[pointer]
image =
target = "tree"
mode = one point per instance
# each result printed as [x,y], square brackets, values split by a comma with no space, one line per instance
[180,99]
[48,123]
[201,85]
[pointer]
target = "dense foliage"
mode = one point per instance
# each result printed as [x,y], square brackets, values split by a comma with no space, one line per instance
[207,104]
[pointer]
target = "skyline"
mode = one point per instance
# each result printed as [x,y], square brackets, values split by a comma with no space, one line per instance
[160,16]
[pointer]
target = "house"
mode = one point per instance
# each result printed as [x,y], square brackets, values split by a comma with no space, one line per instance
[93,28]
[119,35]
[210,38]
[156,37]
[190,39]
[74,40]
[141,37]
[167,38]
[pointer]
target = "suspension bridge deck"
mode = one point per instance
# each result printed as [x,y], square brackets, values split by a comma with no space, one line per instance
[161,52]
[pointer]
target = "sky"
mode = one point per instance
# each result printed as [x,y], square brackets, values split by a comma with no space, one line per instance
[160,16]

# The task:
Write out all of the lines above again, swapping "dense foliage" for "thick foliage" and changing nothing else.

# Answer for this exercise:
[pointer]
image =
target = "tree"
mode = one point per instance
# each result printed as [x,y], square brackets, values split by a comma with no space, one line per instance
[180,99]
[48,123]
[201,85]
[pointer]
target = "thick foliage"
mode = one point per instance
# each result printed as [x,y], square brackets, values split by a comma with no space, one line per instance
[207,104]
[pointer]
target = "skyline"
mode = one point per instance
# each result printed as [x,y], square brackets, values split by a comma with no space, one line per instance
[160,16]
[pointer]
target = "house"
mode = one point per instance
# each result printed as [x,y], square brackets, values split by a comma with no space, one line per instance
[93,28]
[119,35]
[210,38]
[156,37]
[190,39]
[74,40]
[141,37]
[167,38]
[pointer]
target = "suspension bridge deck"
mode = one point per instance
# each result printed as [x,y], square brackets, values split by a comma with no space, one line per instance
[161,52]
[pointer]
target = "sky"
mode = one point per instance
# each result printed as [x,y], square brackets, values split by a comma with no space, one line per instance
[160,16]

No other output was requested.